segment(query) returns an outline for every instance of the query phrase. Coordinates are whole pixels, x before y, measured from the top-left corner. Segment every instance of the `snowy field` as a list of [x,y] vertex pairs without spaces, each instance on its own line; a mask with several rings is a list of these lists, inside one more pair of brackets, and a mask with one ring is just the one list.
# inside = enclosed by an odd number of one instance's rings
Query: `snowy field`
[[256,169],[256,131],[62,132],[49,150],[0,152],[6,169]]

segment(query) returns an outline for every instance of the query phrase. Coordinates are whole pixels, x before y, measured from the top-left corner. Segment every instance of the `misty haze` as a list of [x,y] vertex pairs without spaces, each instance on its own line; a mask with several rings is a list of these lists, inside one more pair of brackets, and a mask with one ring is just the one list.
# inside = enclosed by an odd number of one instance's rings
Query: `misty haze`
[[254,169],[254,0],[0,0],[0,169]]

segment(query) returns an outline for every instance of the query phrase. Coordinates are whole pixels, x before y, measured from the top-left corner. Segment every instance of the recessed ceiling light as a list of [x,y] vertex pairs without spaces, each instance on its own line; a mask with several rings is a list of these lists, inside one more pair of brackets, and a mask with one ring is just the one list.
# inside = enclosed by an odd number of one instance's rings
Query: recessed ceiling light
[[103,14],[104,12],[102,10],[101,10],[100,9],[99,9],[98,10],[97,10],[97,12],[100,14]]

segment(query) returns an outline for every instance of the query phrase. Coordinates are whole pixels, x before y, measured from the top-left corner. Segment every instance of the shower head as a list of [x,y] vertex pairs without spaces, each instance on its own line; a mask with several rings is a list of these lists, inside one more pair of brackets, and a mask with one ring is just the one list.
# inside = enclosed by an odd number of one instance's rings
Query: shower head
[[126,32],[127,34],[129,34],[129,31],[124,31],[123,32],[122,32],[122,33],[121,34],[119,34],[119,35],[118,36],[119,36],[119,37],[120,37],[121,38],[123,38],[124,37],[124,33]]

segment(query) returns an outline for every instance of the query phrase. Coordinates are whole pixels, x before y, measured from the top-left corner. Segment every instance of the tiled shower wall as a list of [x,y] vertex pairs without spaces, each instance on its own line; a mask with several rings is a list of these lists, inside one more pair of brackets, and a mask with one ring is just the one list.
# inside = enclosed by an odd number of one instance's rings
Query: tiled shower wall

- **Task goal**
Please format every line of the entries above as a Markdown table with the columns Row and Line, numbering each row and leaving out blank lines.

- **Solution for this exercise**
| Row | Line |
|---|---|
| 1 | segment(query) returns an outline for every instance of the query phrase. Coordinates are whole pixels, x before y, measured from the top-left corner. Segment every instance of the `snowy field` as a list of [x,y] vertex pairs without spaces, each instance on its own line; a mask with several rings is a list of these lists, inside one more pair of brackets, and a mask with one ring is just the one list. |
| 2 | # inside = enclosed by an odd number of one instance's rings |
| 3 | Query: `snowy field` |
| 4 | [[256,169],[256,131],[62,132],[49,150],[0,152],[6,169]] |
| 5 | segment(query) returns an outline for every instance of the query phrase. Coordinates are whole pixels, x before y, measured from the top-left corner. Segment every instance of the `misty haze` as a list of [x,y] vertex pairs without spaces, each instance on its own line; a mask with several rings is a list of these lists, inside one more pair of brackets, and a mask with one ring is just the one list. |
| 6 | # inside = enclosed by an odd number of one instance's rings |
| 7 | Query: `misty haze` |
| 8 | [[254,169],[254,0],[0,0],[0,169]] |
| 9 | segment(query) returns an outline for every instance of the query phrase. Coordinates are whole pixels, x before y, measured from the top-left corner. Segment every instance of the recessed ceiling light as a list of [x,y] vertex pairs without spaces, each instance on its own line; a mask with several rings is a list of these lists, inside one more pair of brackets, and a mask with one ring is just the one list. |
| 10 | # inside = enclosed by an odd number of one instance's rings |
| 11 | Query: recessed ceiling light |
| 12 | [[103,14],[104,12],[102,10],[101,10],[100,9],[99,9],[98,10],[97,10],[97,12],[100,14]] |
| 13 | segment(query) returns an outline for every instance of the query phrase. Coordinates are whole pixels, x before y, measured from the top-left corner. Segment every instance of the shower head as a list of [x,y] vertex pairs without spaces, each instance on its own line; a mask with several rings is a list of these lists, inside one more pair of brackets, and a mask with one ring is just the one list. |
| 14 | # inside = enclosed by an odd number of one instance's rings |
| 15 | Query: shower head |
| 16 | [[126,32],[127,34],[129,34],[129,31],[124,31],[123,32],[122,32],[122,33],[121,34],[119,34],[119,35],[118,36],[119,36],[119,37],[120,37],[121,38],[123,38],[124,37],[124,33]] |
| 17 | segment(query) returns an outline for every instance of the query phrase. Coordinates are whole pixels, x before y, measured from the top-left corner. Segment every instance of the tiled shower wall as a list of [x,y] vertex pairs without spaces, each instance on its own line; a mask with several rings is a list of these lists, inside one more pair of brackets, and a mask with one ring is just the one list. |
| 18 | # inside = enclosed by an odd number of one instance's rings |
| 19 | Query: tiled shower wall |